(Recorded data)
:::::

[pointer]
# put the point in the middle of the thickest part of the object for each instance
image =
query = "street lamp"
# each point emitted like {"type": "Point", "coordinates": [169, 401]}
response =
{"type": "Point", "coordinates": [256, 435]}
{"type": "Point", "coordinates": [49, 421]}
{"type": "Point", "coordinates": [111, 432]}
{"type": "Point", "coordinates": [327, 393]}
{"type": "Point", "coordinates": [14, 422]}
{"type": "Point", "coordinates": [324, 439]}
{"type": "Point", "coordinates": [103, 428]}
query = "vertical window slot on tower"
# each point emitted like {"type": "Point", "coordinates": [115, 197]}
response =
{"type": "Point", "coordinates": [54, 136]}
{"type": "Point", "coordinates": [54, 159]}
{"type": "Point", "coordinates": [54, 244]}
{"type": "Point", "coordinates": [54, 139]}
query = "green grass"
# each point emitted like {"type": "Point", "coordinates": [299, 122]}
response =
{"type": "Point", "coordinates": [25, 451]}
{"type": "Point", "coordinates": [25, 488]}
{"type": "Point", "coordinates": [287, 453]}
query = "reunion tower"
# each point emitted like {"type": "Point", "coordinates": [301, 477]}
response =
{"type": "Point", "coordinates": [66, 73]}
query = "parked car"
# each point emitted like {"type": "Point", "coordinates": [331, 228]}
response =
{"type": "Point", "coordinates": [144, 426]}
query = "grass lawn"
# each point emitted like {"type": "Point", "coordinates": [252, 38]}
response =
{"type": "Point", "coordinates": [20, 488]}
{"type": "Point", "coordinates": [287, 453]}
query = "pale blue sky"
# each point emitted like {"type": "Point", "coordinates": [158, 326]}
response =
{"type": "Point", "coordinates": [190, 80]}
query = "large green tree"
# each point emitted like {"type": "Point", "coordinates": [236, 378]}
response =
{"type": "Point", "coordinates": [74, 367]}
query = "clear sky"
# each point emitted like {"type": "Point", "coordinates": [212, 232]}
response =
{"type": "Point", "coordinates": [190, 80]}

:::::

— Work required —
Your reply should contain every record, unchanged and complete.

— Response area —
[pointer]
# put the point in the middle of the thickest part of the object for each instance
image =
query = "street lamp"
# each point emitted like {"type": "Point", "coordinates": [169, 401]}
response =
{"type": "Point", "coordinates": [256, 435]}
{"type": "Point", "coordinates": [49, 421]}
{"type": "Point", "coordinates": [111, 432]}
{"type": "Point", "coordinates": [327, 393]}
{"type": "Point", "coordinates": [14, 422]}
{"type": "Point", "coordinates": [324, 439]}
{"type": "Point", "coordinates": [103, 428]}
query = "vertical window slot on tower"
# each point emitted like {"type": "Point", "coordinates": [115, 197]}
response =
{"type": "Point", "coordinates": [54, 136]}
{"type": "Point", "coordinates": [54, 159]}
{"type": "Point", "coordinates": [54, 244]}
{"type": "Point", "coordinates": [54, 139]}
query = "green grass"
# each point emitted like {"type": "Point", "coordinates": [299, 122]}
response =
{"type": "Point", "coordinates": [25, 451]}
{"type": "Point", "coordinates": [25, 488]}
{"type": "Point", "coordinates": [287, 453]}
query = "reunion tower"
# each point emitted like {"type": "Point", "coordinates": [301, 477]}
response =
{"type": "Point", "coordinates": [66, 73]}
query = "parked car"
# each point emitted like {"type": "Point", "coordinates": [331, 228]}
response =
{"type": "Point", "coordinates": [144, 426]}
query = "grass lawn"
# each point emitted like {"type": "Point", "coordinates": [252, 38]}
response =
{"type": "Point", "coordinates": [20, 488]}
{"type": "Point", "coordinates": [287, 453]}
query = "pale blue sky"
# each point emitted like {"type": "Point", "coordinates": [158, 326]}
response =
{"type": "Point", "coordinates": [190, 80]}
query = "large green tree"
# each point emitted like {"type": "Point", "coordinates": [236, 378]}
response =
{"type": "Point", "coordinates": [74, 367]}
query = "clear sky"
# each point emitted like {"type": "Point", "coordinates": [212, 232]}
response =
{"type": "Point", "coordinates": [190, 80]}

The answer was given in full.